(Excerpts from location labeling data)
──────
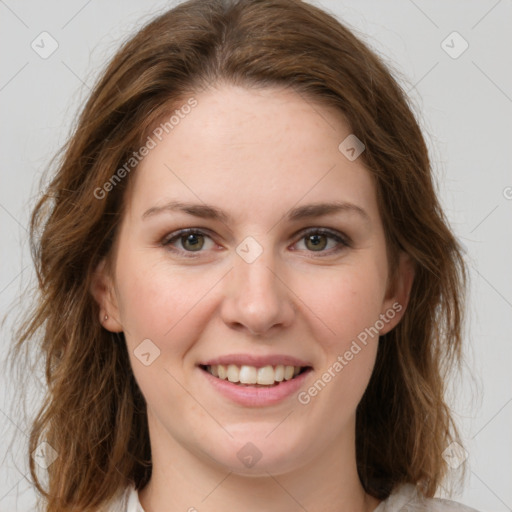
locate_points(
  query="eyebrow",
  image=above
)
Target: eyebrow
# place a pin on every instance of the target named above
(206, 211)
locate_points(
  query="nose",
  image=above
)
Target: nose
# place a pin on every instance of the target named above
(257, 299)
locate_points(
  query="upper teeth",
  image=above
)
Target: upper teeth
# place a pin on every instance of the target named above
(266, 375)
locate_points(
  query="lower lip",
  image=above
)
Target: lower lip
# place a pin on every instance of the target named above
(256, 397)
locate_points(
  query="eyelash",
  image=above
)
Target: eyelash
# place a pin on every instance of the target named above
(334, 235)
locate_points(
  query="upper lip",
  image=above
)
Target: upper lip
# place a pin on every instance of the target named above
(254, 360)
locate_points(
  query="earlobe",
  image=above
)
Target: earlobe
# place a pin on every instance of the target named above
(102, 290)
(397, 298)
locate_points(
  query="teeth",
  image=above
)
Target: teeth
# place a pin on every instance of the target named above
(264, 376)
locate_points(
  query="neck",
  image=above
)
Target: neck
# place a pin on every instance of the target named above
(186, 481)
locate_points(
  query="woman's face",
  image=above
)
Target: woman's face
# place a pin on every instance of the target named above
(269, 278)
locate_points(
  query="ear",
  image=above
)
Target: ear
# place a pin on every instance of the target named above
──────
● What you need to do: Tally the lines of the material above: how many contain the string "teeth"? Reply with the number alone.

● Solution to the problem: 4